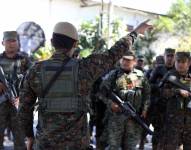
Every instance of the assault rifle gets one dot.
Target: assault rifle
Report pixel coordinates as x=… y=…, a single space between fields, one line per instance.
x=129 y=110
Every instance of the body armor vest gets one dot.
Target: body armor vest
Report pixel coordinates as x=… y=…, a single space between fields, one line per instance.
x=63 y=95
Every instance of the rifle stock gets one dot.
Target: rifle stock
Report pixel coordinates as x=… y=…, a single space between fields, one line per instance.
x=9 y=93
x=128 y=109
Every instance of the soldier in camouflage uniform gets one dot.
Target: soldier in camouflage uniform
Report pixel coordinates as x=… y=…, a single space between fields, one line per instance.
x=14 y=65
x=178 y=109
x=159 y=98
x=62 y=122
x=131 y=85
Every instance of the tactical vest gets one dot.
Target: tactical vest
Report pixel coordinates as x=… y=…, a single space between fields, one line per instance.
x=63 y=94
x=12 y=69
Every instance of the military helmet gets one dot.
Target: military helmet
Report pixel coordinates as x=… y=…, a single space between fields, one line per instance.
x=169 y=51
x=10 y=35
x=130 y=55
x=67 y=29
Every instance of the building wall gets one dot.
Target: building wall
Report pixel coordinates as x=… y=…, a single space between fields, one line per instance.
x=47 y=12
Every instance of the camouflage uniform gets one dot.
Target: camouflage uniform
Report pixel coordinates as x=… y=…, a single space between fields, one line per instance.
x=12 y=66
x=178 y=113
x=158 y=102
x=65 y=130
x=122 y=131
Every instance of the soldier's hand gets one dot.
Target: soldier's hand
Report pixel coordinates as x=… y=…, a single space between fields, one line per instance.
x=115 y=107
x=184 y=93
x=142 y=27
x=30 y=141
x=2 y=88
x=144 y=114
x=15 y=102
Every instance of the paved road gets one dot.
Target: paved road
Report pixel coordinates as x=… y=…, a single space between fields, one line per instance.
x=9 y=144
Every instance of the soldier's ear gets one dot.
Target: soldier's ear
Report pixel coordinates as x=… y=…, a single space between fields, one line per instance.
x=3 y=43
x=75 y=44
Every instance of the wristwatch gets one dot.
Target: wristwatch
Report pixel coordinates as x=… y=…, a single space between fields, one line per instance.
x=133 y=35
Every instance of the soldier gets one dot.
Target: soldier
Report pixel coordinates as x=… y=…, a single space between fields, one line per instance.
x=159 y=61
x=14 y=65
x=62 y=85
x=178 y=110
x=131 y=85
x=158 y=99
x=140 y=63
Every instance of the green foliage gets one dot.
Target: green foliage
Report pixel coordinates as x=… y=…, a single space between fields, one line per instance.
x=178 y=23
x=143 y=45
x=93 y=38
x=43 y=53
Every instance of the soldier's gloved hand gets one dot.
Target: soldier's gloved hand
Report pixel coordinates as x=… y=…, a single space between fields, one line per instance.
x=142 y=27
x=30 y=141
x=166 y=93
x=184 y=93
x=15 y=102
x=115 y=107
x=2 y=88
x=144 y=114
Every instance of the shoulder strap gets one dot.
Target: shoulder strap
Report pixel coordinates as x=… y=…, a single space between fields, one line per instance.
x=53 y=79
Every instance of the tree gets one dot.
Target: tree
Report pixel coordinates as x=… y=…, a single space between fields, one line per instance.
x=93 y=38
x=178 y=23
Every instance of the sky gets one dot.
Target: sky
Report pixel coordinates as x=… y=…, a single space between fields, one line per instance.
x=156 y=6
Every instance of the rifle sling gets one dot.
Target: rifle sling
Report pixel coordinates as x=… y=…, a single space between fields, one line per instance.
x=53 y=79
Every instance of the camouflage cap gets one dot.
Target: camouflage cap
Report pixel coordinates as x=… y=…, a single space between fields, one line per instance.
x=67 y=29
x=182 y=55
x=160 y=59
x=9 y=35
x=140 y=57
x=129 y=55
x=169 y=51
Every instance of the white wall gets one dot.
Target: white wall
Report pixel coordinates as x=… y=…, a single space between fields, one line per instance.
x=47 y=12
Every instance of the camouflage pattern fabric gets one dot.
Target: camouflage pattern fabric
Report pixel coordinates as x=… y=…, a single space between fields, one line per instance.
x=158 y=104
x=122 y=131
x=67 y=130
x=8 y=113
x=178 y=117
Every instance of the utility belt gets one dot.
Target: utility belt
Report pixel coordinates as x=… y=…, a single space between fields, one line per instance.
x=66 y=105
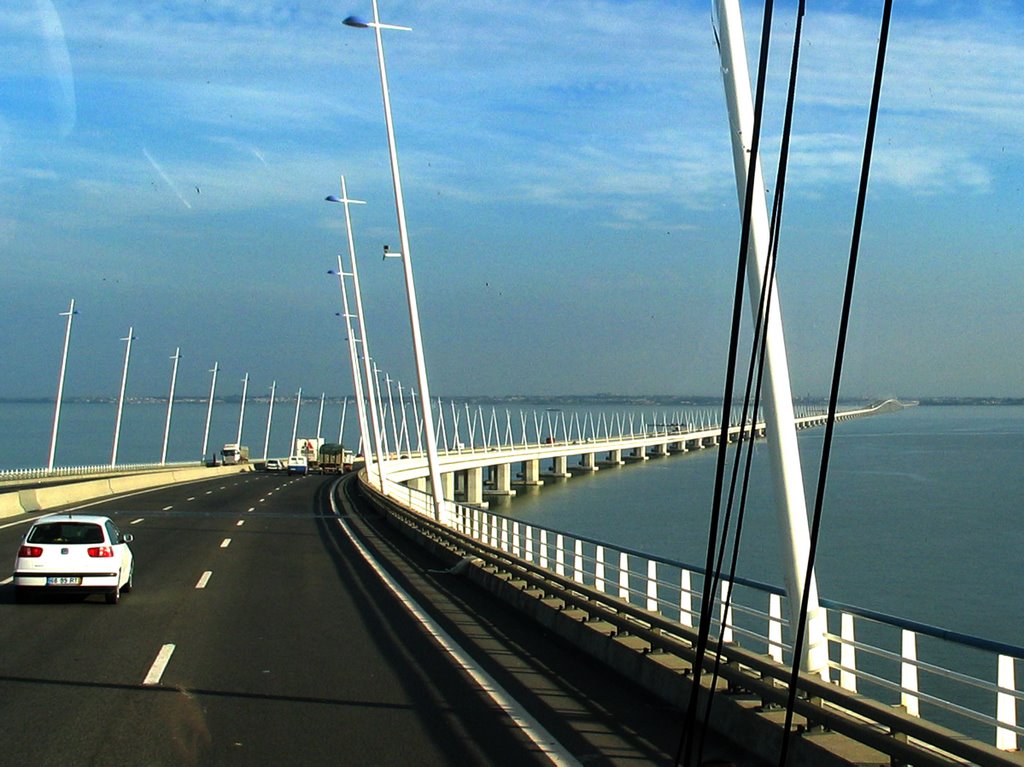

------------

Requirement
Return the lines of the data above in full and exactly, with no pictures.

Task result
Every instance of the assault rifle gets one dot.
Target: assault rifle
Report pixel coordinates as x=… y=…, a single space between fields, one line per instance.
x=129 y=110
Every instance of the body armor vest gets one dot.
Target: body armor vest
Report pixel coordinates as x=… y=…, a single space between fields, one line per instance.
x=63 y=95
Every instance of the rifle stock gets one dot.
Target: rifle stock
Report pixel coordinates as x=… y=…, a single space between fields, one line per instance.
x=9 y=93
x=128 y=109
Every instance of the soldier in camouflage uniform gets one dot.
Target: soldier in camouflage uniform
Report pixel coordinates as x=… y=…, a single space between fields, one line per instance.
x=14 y=65
x=178 y=109
x=159 y=98
x=62 y=122
x=131 y=85
Every instance of the tactical vest gets one dot.
Target: tactical vest
Report pixel coordinates as x=… y=…, a single space between fields, one line per instance.
x=63 y=94
x=12 y=69
Every instance of the military helmet gets one dot.
Target: military helmet
Report pixel coordinates as x=… y=…, a single space between fields, one line per instance.
x=169 y=51
x=10 y=35
x=130 y=55
x=67 y=29
Every instance of the building wall gets one dot.
Target: building wall
Report pixel coordinates as x=… y=…, a single space between fields, one line per instance.
x=47 y=12
Every instance of the camouflage uniform gets one dot.
Target: camouflage uniform
Report pixel coordinates as x=… y=…, a single space between fields, one line per instance.
x=12 y=66
x=178 y=113
x=158 y=102
x=65 y=130
x=122 y=131
Every instance of the soldier's hand gets one dot.
Target: soldier's hand
Report pixel coordinates as x=… y=…, a single space between fields, one line per instance.
x=115 y=107
x=184 y=93
x=142 y=27
x=30 y=141
x=2 y=88
x=144 y=114
x=15 y=102
Every instance of the paved road gets one dot.
Target: paved road
Report pixel coordinates as x=… y=…, a single space between fields, one line per instance.
x=9 y=144
Every instance of the soldier's ear gets one dot.
Target: soldier's ear
Report pixel coordinates as x=… y=…, a single space between fields, one line per instance.
x=3 y=43
x=75 y=44
Every instance of the wristwatch gets one dot.
Target: wristwatch
Report pixel coordinates as x=… y=…, a single space between fields, one line per instance.
x=133 y=35
Every instance of the soldier gets one dot.
Target: soldier
Report pixel coordinates as x=… y=…, a single space between fields, one line per instance.
x=159 y=61
x=14 y=65
x=62 y=85
x=178 y=110
x=131 y=85
x=158 y=99
x=140 y=63
Every instance of the green foliage gets one dot.
Target: green foliage
Report pixel coordinates as x=… y=…, a single space between fields, one line per instance.
x=178 y=23
x=143 y=45
x=93 y=38
x=43 y=53
Every instance of the soldier's gloved hand gets one dot.
Target: soldier's gloved hand
Report pixel coordinates as x=… y=…, a single space between fields, one line per instance.
x=142 y=27
x=30 y=141
x=166 y=93
x=184 y=93
x=15 y=102
x=115 y=107
x=2 y=88
x=144 y=114
Every instance of the shoulder strap gets one dot.
Target: shoulder strap
Report pixel coordinates as x=… y=…, a single space between fields, one line per instance.
x=53 y=79
Every instance of the tree gets one dot.
Target: tree
Report pixel coordinates as x=… y=…, a single space between fields, one line per instance.
x=93 y=38
x=178 y=23
Every instance of the sky gets one dot.
Target: sky
Report pixel coordinates as x=… y=…, a single space between fields, one line per instance.
x=156 y=6
Every instance of the rifle sling gets one dot.
Target: rifle sling
Report pixel coordinates as x=… y=…, a single space between fields, one line per instance.
x=53 y=79
Every instance of the camouflage cap gets one dot.
Target: camouflage cap
Report pixel coordinates as x=… y=…, a single space between fields, one line per instance.
x=67 y=29
x=182 y=55
x=160 y=59
x=9 y=35
x=140 y=57
x=129 y=55
x=169 y=51
Every instance of the white wall gets one dot.
Target: white wall
Report pixel coordinates as x=… y=…, a single space between fields, one line per instance.
x=47 y=12
Every instance of the camouflage pattern fabric gets one dot.
Target: camouflage pattern fabric
Report pixel coordinates as x=… y=…, a single space between fields, one line per instance.
x=158 y=104
x=122 y=131
x=67 y=130
x=8 y=113
x=178 y=117
Every instance of the utility belt gets one dot.
Target: utility belt
Report pixel coordinates as x=… y=…, a single space between fields, one line per instance.
x=66 y=105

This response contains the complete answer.